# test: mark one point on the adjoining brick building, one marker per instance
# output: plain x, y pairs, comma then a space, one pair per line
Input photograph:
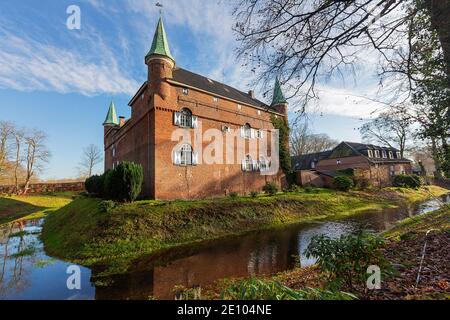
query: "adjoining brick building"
176, 100
377, 164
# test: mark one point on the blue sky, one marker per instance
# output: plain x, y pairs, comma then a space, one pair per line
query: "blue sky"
61, 81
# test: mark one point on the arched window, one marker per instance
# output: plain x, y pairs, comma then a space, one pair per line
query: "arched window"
186, 155
263, 163
186, 118
248, 163
246, 131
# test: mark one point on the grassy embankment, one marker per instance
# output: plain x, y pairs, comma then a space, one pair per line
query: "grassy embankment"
404, 245
82, 233
32, 206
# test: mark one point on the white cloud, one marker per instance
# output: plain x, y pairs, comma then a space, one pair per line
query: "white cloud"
27, 64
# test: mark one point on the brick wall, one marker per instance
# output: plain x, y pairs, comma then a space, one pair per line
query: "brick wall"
47, 187
146, 139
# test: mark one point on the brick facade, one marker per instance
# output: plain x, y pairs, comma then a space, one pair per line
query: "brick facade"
145, 138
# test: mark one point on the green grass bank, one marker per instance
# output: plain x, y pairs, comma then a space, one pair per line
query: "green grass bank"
82, 233
32, 206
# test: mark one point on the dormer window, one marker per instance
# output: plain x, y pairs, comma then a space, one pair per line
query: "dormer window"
185, 119
246, 131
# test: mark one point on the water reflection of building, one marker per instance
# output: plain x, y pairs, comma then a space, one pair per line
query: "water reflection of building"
264, 253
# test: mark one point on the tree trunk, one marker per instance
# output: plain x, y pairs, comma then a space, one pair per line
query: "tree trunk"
436, 159
16, 169
440, 20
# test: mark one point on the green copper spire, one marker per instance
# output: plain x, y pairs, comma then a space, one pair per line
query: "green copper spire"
278, 97
160, 45
111, 117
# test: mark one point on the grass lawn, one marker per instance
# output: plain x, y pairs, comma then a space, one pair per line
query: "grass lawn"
32, 206
82, 233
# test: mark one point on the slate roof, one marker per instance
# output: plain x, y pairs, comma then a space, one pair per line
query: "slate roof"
200, 82
303, 162
160, 45
278, 96
111, 116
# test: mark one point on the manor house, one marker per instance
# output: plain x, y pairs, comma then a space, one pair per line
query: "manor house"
175, 100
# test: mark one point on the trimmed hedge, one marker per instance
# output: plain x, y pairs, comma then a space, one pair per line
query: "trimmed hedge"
94, 185
270, 188
407, 181
343, 183
123, 184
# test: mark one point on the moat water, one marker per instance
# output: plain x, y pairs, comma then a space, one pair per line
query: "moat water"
35, 275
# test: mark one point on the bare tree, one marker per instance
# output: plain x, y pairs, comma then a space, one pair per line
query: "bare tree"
6, 132
307, 41
392, 128
92, 155
37, 155
303, 141
19, 136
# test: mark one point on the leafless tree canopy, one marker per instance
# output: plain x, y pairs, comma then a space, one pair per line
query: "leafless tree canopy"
92, 155
392, 128
36, 155
303, 141
310, 40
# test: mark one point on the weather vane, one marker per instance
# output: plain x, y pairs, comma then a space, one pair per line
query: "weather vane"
160, 6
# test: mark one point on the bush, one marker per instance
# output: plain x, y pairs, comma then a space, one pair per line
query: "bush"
270, 188
343, 183
124, 183
94, 185
362, 183
347, 258
107, 205
233, 195
407, 181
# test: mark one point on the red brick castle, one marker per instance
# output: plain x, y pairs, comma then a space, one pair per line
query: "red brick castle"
174, 100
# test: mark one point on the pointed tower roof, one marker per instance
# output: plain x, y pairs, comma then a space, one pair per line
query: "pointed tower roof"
160, 45
111, 117
278, 96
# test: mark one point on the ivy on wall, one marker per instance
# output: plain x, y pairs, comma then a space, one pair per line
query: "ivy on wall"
285, 157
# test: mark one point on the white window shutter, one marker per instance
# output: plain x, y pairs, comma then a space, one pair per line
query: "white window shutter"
176, 157
254, 165
177, 118
194, 122
195, 158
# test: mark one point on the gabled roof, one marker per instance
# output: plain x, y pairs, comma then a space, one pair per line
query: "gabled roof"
191, 79
303, 162
278, 96
111, 116
160, 45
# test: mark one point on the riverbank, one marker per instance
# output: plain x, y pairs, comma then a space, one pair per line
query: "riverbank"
32, 206
82, 233
403, 249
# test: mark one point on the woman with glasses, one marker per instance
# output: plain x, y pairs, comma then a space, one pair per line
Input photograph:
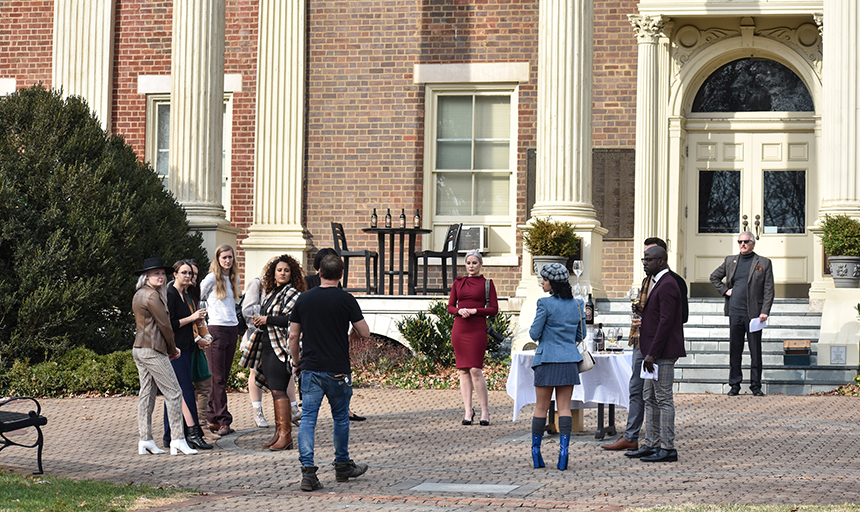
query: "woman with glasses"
184, 319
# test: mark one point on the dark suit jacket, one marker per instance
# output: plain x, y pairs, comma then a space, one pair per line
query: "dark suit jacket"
759, 285
662, 332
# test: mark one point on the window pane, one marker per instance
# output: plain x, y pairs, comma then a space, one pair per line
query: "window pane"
454, 155
753, 85
453, 193
455, 118
784, 201
162, 145
719, 201
492, 193
493, 117
492, 155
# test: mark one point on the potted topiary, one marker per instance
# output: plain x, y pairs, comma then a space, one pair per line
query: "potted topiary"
840, 237
551, 241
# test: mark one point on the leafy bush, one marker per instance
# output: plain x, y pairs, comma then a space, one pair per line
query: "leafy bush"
840, 235
80, 212
548, 237
430, 333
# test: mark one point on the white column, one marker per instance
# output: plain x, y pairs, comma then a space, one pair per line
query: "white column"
83, 53
646, 222
563, 181
840, 184
197, 118
279, 147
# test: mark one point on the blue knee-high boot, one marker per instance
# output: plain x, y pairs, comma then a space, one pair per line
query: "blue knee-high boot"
565, 424
538, 426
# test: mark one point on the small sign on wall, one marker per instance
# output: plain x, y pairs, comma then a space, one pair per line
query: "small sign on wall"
838, 354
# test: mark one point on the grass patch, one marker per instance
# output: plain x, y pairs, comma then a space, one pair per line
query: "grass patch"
25, 493
751, 508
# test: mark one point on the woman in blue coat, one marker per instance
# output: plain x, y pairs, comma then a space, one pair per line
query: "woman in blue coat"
558, 327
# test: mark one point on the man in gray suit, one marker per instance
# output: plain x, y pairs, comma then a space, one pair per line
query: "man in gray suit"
748, 289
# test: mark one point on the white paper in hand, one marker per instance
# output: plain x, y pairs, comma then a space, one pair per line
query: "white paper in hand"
645, 374
757, 325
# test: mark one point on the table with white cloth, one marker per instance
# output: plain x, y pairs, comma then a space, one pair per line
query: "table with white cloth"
608, 383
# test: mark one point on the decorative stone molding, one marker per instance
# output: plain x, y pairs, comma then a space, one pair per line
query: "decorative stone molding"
689, 40
805, 40
647, 28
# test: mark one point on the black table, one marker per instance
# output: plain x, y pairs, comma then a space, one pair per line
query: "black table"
400, 271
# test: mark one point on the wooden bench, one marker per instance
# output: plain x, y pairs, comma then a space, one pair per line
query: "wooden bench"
11, 421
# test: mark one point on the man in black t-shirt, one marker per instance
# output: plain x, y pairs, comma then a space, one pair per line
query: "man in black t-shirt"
322, 317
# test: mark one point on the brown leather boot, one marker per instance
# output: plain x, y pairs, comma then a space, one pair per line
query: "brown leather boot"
277, 434
283, 415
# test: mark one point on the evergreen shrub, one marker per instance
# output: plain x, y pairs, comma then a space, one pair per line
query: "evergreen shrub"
80, 213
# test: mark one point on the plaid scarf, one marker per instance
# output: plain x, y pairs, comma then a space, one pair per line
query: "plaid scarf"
278, 302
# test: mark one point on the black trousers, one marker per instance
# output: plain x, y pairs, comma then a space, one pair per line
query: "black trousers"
739, 326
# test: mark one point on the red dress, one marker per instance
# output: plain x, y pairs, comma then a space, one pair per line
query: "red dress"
469, 335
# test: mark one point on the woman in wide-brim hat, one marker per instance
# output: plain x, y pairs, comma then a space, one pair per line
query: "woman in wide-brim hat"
558, 326
154, 347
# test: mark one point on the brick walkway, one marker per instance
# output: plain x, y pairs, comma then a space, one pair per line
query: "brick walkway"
775, 449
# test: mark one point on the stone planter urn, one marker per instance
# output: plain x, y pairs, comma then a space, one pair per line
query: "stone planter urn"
540, 261
845, 271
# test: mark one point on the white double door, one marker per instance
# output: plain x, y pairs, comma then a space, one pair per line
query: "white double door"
760, 182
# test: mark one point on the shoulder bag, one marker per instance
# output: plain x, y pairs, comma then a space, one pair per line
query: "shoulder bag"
491, 331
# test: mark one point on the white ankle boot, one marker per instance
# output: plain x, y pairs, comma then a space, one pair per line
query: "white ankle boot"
179, 445
144, 447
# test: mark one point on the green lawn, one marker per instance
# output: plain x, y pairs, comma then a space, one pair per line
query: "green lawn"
44, 493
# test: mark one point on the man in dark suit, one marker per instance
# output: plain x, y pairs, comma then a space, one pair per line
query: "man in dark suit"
636, 408
661, 340
748, 289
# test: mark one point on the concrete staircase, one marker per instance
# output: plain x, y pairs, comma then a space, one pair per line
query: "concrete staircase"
706, 367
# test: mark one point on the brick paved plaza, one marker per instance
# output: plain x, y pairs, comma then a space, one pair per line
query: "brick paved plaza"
775, 449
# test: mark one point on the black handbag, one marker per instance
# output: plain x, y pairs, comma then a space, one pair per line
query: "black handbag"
243, 325
491, 331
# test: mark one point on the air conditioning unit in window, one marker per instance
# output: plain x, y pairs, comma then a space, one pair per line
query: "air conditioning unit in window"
473, 237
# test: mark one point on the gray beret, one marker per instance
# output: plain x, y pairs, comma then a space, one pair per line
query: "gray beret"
555, 272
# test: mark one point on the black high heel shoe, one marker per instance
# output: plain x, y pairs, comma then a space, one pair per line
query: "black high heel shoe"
469, 421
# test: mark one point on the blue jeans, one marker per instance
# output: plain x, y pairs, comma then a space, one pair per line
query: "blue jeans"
315, 385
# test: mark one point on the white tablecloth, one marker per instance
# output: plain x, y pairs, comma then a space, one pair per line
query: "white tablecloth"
607, 383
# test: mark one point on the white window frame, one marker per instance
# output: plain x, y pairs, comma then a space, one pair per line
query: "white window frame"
502, 228
153, 101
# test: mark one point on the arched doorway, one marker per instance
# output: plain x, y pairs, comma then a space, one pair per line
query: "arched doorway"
750, 166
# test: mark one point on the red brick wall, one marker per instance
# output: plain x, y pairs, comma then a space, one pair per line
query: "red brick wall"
618, 261
615, 55
26, 40
365, 116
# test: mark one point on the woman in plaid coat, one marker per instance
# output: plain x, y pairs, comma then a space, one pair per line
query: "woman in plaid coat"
268, 351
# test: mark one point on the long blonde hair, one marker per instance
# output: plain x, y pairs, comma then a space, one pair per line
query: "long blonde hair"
215, 268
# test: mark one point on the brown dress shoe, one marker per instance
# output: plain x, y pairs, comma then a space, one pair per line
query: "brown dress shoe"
621, 444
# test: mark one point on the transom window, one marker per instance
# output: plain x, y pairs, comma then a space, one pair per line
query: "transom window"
753, 85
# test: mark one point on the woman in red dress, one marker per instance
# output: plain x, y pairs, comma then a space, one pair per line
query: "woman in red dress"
469, 335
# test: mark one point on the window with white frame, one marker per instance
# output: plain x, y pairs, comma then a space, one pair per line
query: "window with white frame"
158, 141
472, 152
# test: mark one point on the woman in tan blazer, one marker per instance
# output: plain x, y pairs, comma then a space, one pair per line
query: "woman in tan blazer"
153, 349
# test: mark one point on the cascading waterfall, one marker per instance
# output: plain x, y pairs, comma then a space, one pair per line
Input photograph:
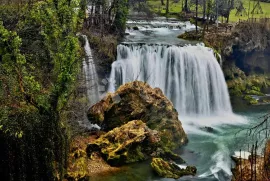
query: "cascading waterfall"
190, 76
90, 73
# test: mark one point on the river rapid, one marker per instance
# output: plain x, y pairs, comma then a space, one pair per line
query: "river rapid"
192, 78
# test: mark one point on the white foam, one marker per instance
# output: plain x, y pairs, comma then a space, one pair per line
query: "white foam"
242, 154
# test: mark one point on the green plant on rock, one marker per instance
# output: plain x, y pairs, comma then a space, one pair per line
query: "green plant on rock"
250, 100
35, 89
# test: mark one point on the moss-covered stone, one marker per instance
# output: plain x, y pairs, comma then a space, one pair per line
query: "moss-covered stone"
170, 169
250, 100
191, 35
138, 101
129, 143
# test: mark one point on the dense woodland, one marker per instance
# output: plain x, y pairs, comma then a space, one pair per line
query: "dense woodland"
40, 60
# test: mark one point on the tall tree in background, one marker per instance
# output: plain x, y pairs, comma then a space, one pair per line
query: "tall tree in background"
196, 16
167, 7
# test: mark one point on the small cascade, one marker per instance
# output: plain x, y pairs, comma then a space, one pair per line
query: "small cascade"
91, 77
190, 76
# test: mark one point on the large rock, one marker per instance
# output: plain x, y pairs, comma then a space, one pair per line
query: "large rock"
242, 170
129, 143
138, 101
170, 169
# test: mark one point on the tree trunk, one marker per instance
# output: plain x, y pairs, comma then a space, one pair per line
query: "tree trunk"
204, 9
162, 2
167, 7
197, 17
186, 6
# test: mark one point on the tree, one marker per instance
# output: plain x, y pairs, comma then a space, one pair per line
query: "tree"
35, 89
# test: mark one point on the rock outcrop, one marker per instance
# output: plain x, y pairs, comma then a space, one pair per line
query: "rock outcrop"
129, 143
170, 169
82, 167
138, 101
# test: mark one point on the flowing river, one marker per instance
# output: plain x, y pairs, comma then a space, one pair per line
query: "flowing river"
191, 77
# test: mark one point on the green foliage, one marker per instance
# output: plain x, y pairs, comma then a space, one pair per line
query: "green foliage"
121, 16
38, 67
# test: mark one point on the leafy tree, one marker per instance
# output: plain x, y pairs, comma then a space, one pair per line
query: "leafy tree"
35, 89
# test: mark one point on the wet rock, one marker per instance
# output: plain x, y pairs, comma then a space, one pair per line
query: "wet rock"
138, 101
209, 129
170, 169
129, 143
80, 166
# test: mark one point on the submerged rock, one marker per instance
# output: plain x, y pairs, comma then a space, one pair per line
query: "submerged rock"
138, 101
170, 169
129, 143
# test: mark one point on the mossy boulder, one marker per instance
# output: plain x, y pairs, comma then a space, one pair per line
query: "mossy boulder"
129, 143
250, 100
170, 169
138, 101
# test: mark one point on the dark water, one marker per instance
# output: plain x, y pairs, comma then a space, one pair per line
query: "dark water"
209, 152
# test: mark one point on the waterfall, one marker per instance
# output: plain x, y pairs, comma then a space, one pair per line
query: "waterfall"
91, 77
189, 76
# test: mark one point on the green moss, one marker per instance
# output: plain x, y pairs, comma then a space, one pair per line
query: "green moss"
250, 100
170, 169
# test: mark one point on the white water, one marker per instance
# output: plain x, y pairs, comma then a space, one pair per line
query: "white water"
90, 73
189, 76
192, 79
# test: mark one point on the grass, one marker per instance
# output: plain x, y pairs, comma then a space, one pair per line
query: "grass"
176, 8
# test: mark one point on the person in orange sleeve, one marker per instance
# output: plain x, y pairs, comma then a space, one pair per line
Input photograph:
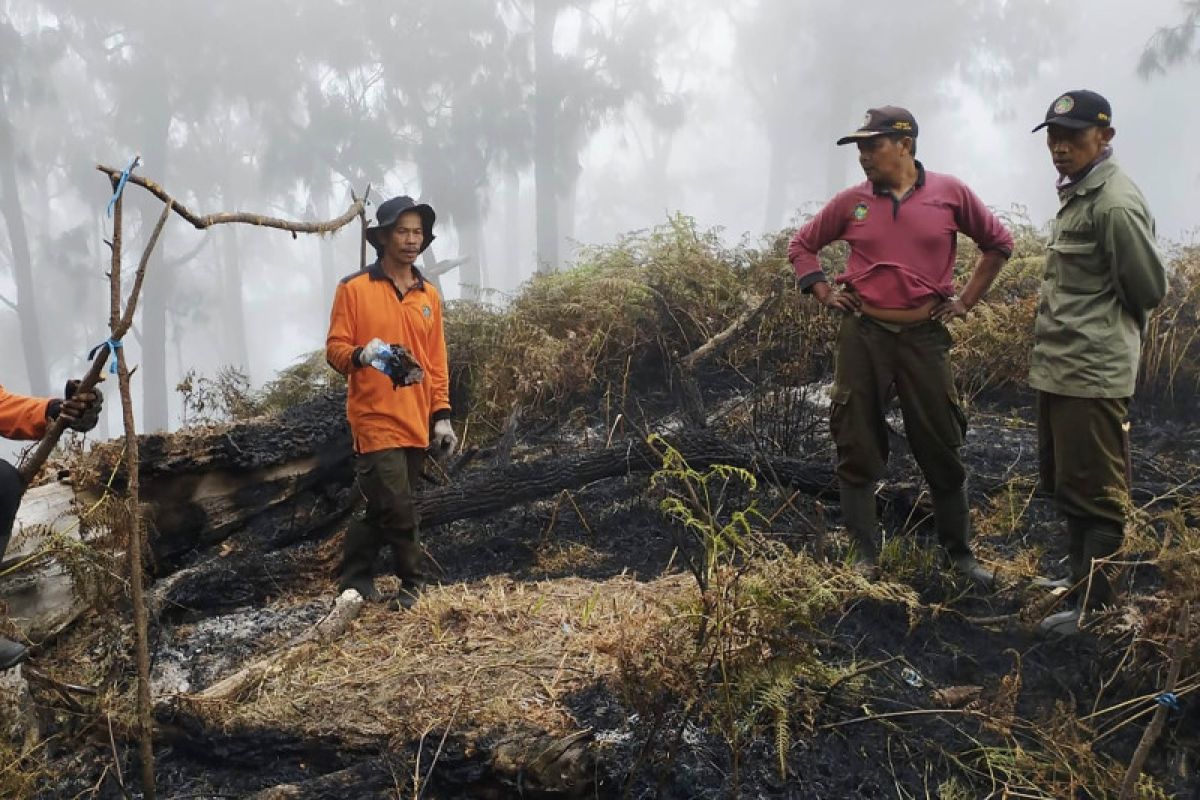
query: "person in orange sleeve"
384, 318
27, 417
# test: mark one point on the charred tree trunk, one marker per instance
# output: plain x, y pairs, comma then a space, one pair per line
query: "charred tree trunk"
22, 263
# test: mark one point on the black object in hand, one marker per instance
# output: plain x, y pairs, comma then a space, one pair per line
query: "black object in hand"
402, 367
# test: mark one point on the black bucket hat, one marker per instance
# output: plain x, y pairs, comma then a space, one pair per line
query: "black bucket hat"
390, 210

┄┄┄┄┄┄┄┄┄┄

Set exercise —
Copy out the records from the line with "# test: mark one point on the person" through the end of the records, requests included. Multiply every point coordinate in the answers by 2.2 and round to whole numbers, with halves rounded up, and leave out the pictures.

Answer below —
# test: mark one point on the person in orange sleeve, one marker per instance
# output: plain x, y pairs, comma then a space, one pair per line
Input photograph:
query: "person in orange sleeve"
845, 700
59, 917
# test: mark one point on the charred tree trunk, one marker per instance
# output: plain x, y pairs, comma then a space, one pair per line
query: "charred tree trunk"
48, 579
# test: mark one point on the black object in hand, one marker per instance
# output: plain x, y pairs, comma then a space, one pair per line
query: "black object in hand"
884, 807
# test: mark one point on the black bucket hat, one marker per instance
# output: plain x, y pairs, comma then a space, one pair per line
query: "black bucket hat"
858, 462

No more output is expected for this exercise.